**Work instructions**
• 1. In the post on writing lessons, how long is the friend's research proposal allowed to be?
• 2. Continue the post on writing lessons from where it ends.

**Given text**
+===+
Writing Lessons 6/30/21

Thoughts by Richard Bleil

As I write this, a good friend of mine is using a wonderful tool to motivate herself to continue editing a research proposal.  In fact, I am that tool. 

Sometimes it helps to just not be alone, and that’s what she is doing.  We are zooming as she is working, and since we’re not engaged in heavy conversation, I’m using this time to write this post as well.  So, we’re motivating each other.  But as she is writing, and I am writing, it reminds me of my own personal history of writing. 

For example, her requirement is two limit her proposal to three pages (without going to font size 2).  She’s editing like mad because, by the time she contacted me, she still had to lose about half a page.  Basically, she is writing a technical, or academic, paper.  Me?  I’m writing for fun.  It’s very different.

Do you remember being in school when the teacher would ask you to write a paragraph?  And you thought, “an ENTIRE paragraph?”  How could we ever put together enough words to write a paragraph, or half a page, or a full page?  It will take forever!
+===+
**Source information**
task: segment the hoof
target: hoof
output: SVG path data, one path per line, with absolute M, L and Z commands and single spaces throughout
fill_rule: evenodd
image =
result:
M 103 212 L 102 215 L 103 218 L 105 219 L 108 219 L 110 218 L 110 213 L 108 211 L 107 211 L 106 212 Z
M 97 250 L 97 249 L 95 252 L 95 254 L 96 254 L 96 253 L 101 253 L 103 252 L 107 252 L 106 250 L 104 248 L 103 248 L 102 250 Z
+===+
**Outputs in order**
• 1. Three pages.

• 2.
My friend has written four pages (originally it was longer), but unfortunately, academic writing is very dense.  It’s like writing for people who don’t like writing, or reading, so we punish ourselves to ensure there is no personality, no analogies, no humor, nothing at all that can be taken as personal.  And I feel for her.  That form of editing is just brutal.  In the first pass, you try to keep the limit in mind, and when you go over you do so thinking that what you’ve written, every word, every line, every paragraph is necessary to express yourself completely.  Then you start cutting, and cutting, and cutting like taking a hatchet to it.  And you have to read and re-read it enough that it becomes dull.  And you find entire paragraphs that you decide isn’t important enough to keep, paragraphs that can be merged by deleting a few lines, and as you struggle to get it smaller and smaller you start cutting individual words, and replacing longer words or phrases with shorter words, and if I can just find THREE MORE LINES!!!

My writing is more along the lines of creative writing, at least currently.  Don’t get me wrong; I’ve done my fair share of academic writing in my day.  I’ve written articles in chemistry, computer science, and prep books (like for the GED exam).  And I’ve written a book (Vampire Genetics, which, by the way, a friend of mine tells me she read it to her mother which I found very sweet to hear).  As I write this blog (about 950th post by the way), I have a goal of at least 750 words, which is about a page and a quarter depending on how many paragraphs I have.

Paragraphs, by the way, are often abused.  Technically, paragraphs require a minimum of three lines.  The first is to tell the reader what you are going to tell them in the paragraph, the second to tell them what you told them you would tell them, and the third to tell the reader what you told them and to bridge from the topic of that paragraph to the paragraph following.

And we always follow that format.

But even our requirement for paragraphs more or less kill our creativity.  My poor friend is down to trying to find a more condensed manner to format the references just to save space, and yet each paragraph requires (if she’s being technically correct about it) at least three lines with built in redundancies.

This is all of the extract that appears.